From top to bottom, print the listing word for word and skip any pictures it contains.

______________________________

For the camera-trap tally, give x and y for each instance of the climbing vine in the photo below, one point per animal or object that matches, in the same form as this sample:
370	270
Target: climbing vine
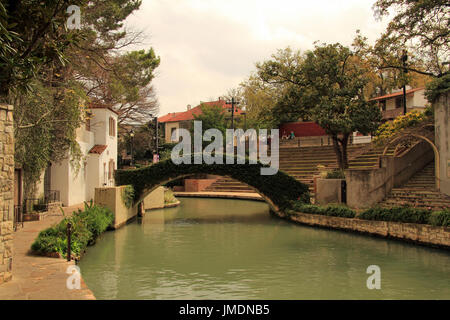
281	188
128	196
412	119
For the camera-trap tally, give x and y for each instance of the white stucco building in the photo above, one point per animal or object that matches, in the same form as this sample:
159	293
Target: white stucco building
391	105
98	143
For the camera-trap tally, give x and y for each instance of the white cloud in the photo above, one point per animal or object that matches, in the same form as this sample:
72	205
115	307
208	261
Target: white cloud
208	47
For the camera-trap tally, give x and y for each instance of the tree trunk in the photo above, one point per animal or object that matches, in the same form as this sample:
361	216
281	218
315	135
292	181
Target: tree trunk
338	151
344	143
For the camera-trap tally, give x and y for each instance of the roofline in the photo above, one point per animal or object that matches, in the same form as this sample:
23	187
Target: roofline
396	94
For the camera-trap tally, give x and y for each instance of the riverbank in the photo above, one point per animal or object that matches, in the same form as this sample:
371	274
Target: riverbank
36	277
422	234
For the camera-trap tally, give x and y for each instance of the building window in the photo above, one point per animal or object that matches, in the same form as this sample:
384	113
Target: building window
172	137
111	169
112	127
399	102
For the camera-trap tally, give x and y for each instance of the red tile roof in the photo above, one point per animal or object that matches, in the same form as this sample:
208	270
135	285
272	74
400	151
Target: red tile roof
98	149
189	114
396	94
98	105
302	129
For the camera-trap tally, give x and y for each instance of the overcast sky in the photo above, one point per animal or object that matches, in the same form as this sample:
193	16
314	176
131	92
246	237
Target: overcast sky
209	46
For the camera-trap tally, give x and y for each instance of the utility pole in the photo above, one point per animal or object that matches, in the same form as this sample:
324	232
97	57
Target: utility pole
233	102
132	141
405	71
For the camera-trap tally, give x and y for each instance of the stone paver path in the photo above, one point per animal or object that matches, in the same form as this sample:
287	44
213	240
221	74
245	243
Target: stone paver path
39	278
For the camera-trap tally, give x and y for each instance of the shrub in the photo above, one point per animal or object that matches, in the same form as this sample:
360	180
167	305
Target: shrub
169	197
330	210
397	214
128	196
87	226
409	120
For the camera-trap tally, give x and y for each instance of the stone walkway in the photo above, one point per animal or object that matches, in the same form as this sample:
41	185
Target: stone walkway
39	278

______________________________

Task answer:
For the camera-trap tally, give x and y for each instance of the climbing vine in the photo below, one point per animal or object that matches, in the same form as this sample:
370	270
Target: climbing vine
281	188
128	196
412	119
For the camera-trap tally, give x and y for each instance of the white stucco building in the photo above, one point per animal or object that matches, in the same form as this sample:
159	293
Target: white stucco building
391	105
98	143
For the camera-trap tally, give x and y for each instance of the white cloud in the photo above, one point per animal or object that matches, in the same form as this sample:
72	205
115	307
208	261
Target: white cloud
208	47
For the camera-trap tally, give x and y for each instance of the tree trunk in the photo above, one point per animal or object that matches, in the same form as this sample:
361	216
281	218
315	135
292	181
Target: tree trunk
338	151
344	143
For the camera-trap tally, give x and y for each instance of the roofline in the photo above, one point per animal or object that matches, in the same form as this sample:
23	187
Target: roofline
396	94
For the camera-trap tally, give x and y for each instance of the riverbank in the photo above, one point per animal or object that matches, in the same form as this sample:
371	274
Target: riverbank
36	277
422	234
For the camera-trap tally, give x and y for each instance of the building window in the photo above, one point per animal or object that matches, in the same form as this sample:
384	113
Target: building window
172	137
111	169
112	127
399	102
For the camera-trap tally, give x and y for each instance of the red tile roof in the photo above, one point per animal or object that matches, in the same form as this sample:
208	270
135	285
272	74
400	151
Target: red tile roof
98	149
189	114
396	94
98	105
302	129
For the camera-trap tally, give x and y for each instance of the overcast sky in the photo above, one point per animal or object that matches, in the same form as this sample:
193	16
314	176
131	92
246	237
Target: overcast sky
209	46
For the camera-trap tally, give x and y for each instance of the utility pole in the photo above, one point per animal or object that matches, in the same form as this sample:
324	232
97	57
Target: utility pole
233	102
132	141
405	71
For the camera-trap tally, give x and y for each instance of the stone paver path in the photo above, one point per animal or object that matches, in the same form as this sample:
287	44
213	240
221	74
245	243
Target: stone paver path
39	278
For the camera-trap tally, give x and y for each instance of the shrub in the photo above, one point per animal or object that matches, in the same form as this sample:
360	180
167	305
Target: shrub
169	197
330	210
397	214
128	196
87	226
409	120
For the camera-trap tally, give x and y for each instance of the stone walkway in the photo above, one point per animal or object that matches, in the same form as this sample:
41	185
Target: stone walkway
39	278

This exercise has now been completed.